WRITTEN PROBLEM:
Pictures do not belong in the copy; transcribe everything else in the records exactly.

>>>

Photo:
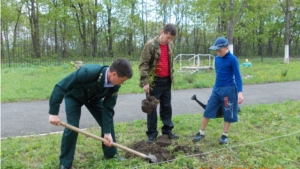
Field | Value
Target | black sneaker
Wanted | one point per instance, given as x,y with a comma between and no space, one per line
223,140
198,137
151,140
172,136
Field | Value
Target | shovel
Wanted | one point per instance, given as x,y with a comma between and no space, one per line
150,157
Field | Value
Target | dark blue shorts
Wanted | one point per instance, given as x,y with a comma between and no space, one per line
226,97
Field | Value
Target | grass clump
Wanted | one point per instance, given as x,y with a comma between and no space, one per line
266,136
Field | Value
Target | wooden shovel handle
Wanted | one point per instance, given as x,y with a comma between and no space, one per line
103,140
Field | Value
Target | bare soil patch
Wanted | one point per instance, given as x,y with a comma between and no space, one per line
163,148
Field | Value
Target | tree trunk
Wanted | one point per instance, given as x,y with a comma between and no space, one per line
34,24
15,30
232,22
109,38
130,35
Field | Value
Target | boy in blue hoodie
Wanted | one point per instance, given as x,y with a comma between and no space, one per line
227,91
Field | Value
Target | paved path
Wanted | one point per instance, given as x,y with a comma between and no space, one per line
27,118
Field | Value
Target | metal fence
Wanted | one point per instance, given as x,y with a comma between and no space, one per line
22,55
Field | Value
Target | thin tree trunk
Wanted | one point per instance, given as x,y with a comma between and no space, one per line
109,38
34,23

<<<

FINISHED EXERCISE:
Photo:
Field | Value
Target | black sneaker
Wanted | one point per instance, given as x,y with a comma between and no space, one per line
223,140
198,137
151,140
172,136
Field | Value
Target | shovel
Wanted | one point per instance, given as x,y with a comma between and no space, one per line
150,157
Field | Value
Target | dark blue shorts
Wanted | one point per instance, given as x,y with a comma between and no space, one per line
226,97
Field | Value
Target | grass clump
Wanted | one point per instance, given as x,y with a comma between and no space, one per line
266,136
Field | Value
Target | wooden shovel handle
Wanted | one point per instance, given as x,y with a comma between and no space, one per line
103,140
Field | Value
Target | bare soil patch
Wanted | one point per instance, given as x,y with a comma between and no space, one per line
163,148
Field | Value
Target | tree trunk
Wanted | one point per instance, given as x,y with a comma between and no space, one per line
34,24
15,30
232,22
109,38
130,35
Field | Value
Target | boy in blue hoodie
Wanted | one point per instance, given as x,y with a comma between and no space, one per line
227,91
Field | Value
Target | paved path
Wanted | one point per instance, given as x,y with a comma between and no space, one per line
27,118
Field | Value
Target | metal fence
Wanted | one point per instance, given as x,y with a comma between and no space, one per line
22,55
Field | Value
Target | thin tree trunk
Wanted | one point per instance, given as x,y with a comma between and no space, one per line
109,38
34,23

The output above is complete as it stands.